◆ **PROVIDED PASSAGE**:
[start]

How long, once I leave here, before I shut the window in my mind that drinks in the beauty of the moment, the wonder of the world, the exquisiteness of being, the preciousness of family and friends?
Friday, November 30, 2007
Out the Window
How long, once I leave here, before I shut the window in my mind that drinks in the beauty of the moment, the wonder of the world, the exquisiteness of being, the preciousness of family and friends?
Tuesday, November 27, 2007
Close Encounter
Forty-five tons of muscle, body over 50-feet long, he arches and dives. The water around the zodiac swirls. He circles us, rises, sprays, lifts his back, and slides beneath the gently rocking waves.
“How close do you think he came?” someone says, voice low, eyes scanning the water.
Close enough to reach out and touch, I think. This idea is unsettling. I am suddenly aware of how small we are—four of us in a boat no wider than one whale fin.

[end]

◆ **GIVEN RECORDS**:
[start]

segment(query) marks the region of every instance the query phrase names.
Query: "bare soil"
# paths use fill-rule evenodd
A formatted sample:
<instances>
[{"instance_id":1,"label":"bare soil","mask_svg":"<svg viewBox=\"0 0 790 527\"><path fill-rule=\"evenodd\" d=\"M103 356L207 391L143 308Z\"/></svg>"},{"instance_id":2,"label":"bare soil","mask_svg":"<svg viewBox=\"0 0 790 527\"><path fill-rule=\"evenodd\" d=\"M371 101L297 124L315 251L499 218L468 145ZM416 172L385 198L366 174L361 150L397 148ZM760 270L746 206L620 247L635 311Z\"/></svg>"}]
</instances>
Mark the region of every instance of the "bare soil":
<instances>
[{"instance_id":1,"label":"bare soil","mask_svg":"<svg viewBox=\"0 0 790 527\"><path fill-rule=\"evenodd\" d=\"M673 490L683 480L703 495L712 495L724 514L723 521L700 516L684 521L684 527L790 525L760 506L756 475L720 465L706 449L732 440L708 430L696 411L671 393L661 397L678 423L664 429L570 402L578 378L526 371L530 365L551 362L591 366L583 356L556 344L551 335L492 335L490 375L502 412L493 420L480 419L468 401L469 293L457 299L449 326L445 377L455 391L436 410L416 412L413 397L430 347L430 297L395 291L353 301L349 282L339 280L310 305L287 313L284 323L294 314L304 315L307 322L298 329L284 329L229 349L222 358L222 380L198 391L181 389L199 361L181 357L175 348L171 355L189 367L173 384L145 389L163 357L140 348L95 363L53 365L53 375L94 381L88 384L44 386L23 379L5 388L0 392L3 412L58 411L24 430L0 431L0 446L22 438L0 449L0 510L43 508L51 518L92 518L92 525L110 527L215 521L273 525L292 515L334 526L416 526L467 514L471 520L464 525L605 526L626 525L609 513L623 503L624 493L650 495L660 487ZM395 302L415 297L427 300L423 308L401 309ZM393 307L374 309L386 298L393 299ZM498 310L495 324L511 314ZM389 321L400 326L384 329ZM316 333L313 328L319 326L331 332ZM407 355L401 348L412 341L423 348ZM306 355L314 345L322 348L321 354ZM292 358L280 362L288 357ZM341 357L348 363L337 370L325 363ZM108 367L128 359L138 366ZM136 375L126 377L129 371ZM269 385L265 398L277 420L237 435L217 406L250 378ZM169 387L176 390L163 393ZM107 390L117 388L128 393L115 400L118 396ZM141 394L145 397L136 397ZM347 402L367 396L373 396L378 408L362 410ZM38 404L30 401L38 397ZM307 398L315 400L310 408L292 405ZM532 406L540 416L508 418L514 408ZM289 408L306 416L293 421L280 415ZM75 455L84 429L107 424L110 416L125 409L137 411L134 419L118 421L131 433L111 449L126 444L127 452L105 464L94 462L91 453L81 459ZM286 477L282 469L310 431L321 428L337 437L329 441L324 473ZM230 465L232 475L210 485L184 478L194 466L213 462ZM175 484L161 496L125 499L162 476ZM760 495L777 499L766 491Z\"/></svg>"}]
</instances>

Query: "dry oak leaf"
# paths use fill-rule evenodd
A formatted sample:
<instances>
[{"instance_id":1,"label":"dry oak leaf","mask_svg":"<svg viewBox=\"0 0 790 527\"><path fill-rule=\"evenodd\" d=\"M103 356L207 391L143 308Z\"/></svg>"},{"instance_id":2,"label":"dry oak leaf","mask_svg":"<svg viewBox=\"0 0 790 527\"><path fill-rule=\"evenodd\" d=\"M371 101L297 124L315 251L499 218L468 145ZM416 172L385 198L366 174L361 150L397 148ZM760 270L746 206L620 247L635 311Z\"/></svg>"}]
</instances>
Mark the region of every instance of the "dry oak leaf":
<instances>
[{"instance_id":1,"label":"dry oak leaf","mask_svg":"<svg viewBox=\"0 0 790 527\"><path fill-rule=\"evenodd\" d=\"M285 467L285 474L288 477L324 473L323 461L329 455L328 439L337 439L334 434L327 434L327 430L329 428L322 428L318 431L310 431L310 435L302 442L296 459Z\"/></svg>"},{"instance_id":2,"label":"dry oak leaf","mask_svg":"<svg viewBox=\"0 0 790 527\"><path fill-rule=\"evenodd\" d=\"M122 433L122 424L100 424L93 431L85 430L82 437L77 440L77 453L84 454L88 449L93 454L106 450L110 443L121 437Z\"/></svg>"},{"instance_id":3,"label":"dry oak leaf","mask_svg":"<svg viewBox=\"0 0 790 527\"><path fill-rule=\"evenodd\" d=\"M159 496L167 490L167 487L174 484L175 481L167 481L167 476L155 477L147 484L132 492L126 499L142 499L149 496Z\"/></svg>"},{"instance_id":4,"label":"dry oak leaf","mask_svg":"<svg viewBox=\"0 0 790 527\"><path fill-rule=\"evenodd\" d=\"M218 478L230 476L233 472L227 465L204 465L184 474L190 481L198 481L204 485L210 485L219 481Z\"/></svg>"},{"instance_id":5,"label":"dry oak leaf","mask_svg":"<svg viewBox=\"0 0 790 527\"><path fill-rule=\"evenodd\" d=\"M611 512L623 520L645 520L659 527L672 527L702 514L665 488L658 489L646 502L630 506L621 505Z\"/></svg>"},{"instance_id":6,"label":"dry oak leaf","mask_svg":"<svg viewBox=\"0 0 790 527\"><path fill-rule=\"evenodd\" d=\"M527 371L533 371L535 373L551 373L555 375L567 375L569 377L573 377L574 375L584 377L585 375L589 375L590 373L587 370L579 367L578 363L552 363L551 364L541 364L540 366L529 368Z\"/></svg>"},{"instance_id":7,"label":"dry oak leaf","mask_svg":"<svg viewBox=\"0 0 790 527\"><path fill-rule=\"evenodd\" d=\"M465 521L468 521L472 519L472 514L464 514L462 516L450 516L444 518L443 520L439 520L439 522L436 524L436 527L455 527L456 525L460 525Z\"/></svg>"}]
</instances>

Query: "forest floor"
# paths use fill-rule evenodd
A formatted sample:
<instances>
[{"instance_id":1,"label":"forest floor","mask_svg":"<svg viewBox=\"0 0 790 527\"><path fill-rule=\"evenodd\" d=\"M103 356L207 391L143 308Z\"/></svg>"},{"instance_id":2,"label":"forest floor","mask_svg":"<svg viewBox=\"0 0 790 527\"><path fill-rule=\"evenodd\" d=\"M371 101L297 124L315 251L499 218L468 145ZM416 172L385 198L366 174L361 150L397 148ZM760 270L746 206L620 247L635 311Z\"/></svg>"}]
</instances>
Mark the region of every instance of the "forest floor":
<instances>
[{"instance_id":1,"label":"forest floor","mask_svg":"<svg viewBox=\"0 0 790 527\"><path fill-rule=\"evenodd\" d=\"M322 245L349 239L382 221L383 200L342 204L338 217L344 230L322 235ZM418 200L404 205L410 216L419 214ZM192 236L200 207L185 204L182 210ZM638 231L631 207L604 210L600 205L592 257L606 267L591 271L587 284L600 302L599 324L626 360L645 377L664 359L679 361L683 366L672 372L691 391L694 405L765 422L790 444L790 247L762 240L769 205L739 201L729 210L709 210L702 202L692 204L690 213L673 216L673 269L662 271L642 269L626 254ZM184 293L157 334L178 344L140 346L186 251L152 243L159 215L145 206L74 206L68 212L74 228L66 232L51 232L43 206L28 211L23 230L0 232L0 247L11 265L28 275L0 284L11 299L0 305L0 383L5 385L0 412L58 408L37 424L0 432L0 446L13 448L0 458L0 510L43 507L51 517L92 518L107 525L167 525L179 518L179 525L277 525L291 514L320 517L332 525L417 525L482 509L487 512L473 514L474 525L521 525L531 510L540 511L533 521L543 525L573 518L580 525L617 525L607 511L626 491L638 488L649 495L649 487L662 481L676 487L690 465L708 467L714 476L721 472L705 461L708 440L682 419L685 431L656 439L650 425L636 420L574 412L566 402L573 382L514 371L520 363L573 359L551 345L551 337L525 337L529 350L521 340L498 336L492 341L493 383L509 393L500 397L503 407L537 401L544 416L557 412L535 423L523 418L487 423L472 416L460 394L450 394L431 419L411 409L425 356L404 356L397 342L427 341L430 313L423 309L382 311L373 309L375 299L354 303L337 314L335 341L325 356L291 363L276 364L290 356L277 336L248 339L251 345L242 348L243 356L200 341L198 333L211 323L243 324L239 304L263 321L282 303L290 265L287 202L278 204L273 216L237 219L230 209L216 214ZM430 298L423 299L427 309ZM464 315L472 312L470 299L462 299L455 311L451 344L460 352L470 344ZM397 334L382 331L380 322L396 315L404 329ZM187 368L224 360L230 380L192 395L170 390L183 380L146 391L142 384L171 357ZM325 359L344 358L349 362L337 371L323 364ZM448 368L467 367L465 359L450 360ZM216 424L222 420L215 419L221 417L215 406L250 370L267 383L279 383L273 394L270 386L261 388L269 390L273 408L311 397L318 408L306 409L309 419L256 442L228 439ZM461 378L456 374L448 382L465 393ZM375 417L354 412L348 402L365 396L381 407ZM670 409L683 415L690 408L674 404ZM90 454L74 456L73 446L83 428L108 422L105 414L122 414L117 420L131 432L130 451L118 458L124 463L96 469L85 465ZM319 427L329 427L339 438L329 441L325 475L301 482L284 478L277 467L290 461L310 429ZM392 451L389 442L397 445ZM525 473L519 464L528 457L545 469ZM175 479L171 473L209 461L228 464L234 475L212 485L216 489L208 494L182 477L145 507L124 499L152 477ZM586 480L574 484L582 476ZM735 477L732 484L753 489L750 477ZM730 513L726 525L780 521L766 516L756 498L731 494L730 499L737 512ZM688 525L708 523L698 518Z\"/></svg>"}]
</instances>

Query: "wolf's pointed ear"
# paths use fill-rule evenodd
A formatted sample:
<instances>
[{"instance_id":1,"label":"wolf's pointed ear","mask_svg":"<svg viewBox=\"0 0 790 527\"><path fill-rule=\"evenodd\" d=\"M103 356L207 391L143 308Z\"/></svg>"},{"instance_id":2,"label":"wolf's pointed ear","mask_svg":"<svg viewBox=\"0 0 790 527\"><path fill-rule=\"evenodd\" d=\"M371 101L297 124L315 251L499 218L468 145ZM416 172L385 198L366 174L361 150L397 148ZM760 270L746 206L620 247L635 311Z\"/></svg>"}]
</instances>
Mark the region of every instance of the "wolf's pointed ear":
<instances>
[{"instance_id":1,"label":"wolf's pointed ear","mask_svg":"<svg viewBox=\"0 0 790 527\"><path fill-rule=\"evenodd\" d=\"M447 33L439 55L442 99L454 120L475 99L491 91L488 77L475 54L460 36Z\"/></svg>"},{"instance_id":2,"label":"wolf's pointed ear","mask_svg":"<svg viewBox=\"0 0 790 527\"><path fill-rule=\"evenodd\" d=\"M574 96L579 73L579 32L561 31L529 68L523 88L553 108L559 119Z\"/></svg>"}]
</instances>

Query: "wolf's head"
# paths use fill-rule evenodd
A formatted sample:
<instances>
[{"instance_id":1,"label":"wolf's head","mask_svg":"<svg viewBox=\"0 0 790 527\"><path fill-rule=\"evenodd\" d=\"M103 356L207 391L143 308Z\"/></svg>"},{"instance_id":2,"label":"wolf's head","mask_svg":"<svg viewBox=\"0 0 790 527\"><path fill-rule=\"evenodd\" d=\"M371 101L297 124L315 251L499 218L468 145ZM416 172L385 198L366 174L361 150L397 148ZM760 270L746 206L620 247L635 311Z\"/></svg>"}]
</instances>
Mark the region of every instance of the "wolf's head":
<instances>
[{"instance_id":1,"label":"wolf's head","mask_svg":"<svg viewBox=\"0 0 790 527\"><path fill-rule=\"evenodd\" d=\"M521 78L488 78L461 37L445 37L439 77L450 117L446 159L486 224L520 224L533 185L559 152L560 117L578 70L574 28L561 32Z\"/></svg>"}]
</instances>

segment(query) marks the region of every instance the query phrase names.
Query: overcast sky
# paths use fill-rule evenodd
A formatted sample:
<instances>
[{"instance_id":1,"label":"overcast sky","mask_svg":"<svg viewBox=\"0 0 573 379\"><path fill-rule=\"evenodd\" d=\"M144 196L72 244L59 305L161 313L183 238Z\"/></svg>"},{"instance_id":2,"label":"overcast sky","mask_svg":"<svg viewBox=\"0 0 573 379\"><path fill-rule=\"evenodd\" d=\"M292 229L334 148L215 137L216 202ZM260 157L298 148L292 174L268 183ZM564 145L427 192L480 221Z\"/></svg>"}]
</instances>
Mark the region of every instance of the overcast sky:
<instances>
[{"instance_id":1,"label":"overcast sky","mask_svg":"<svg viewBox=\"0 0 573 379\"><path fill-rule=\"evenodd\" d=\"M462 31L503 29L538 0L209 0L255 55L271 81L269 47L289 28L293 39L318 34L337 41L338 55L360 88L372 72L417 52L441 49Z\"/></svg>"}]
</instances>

[end]

◆ **EXERCISE REQUIREMENTS**:
1: From the blog text, quote the words from "Tuesday, November 27, 2007" to "one whale fin.".
2: Using the blog text, decide whether each statement agrees with it, answering yes or no and quoting the deciding words: (a) The whale weighs forty-five tons. (b) Five people are in the boat. (c) The post titled "Close Encounter" is dated Friday, November 30, 2007.

◆ **TASK-BY-TASK RESULTS**:
1:
Tuesday, November 27, 2007
Close Encounter
Forty-five tons of muscle, body over 50-feet long, he arches and dives. The water around the zodiac swirls. He circles us, rises, sprays, lifts his back, and slides beneath the gently rocking waves.
“How close do you think he came?” someone says, voice low, eyes scanning the water.
Close enough to reach out and touch, I think. This idea is unsettling. I am suddenly aware of how small we are—four of us in a boat no wider than one whale fin.

2:
(a) Yes: "Forty-five tons of muscle"
(b) No: "four of us in a boat no wider than one whale fin"
(c) No: "Tuesday, November 27, 2007"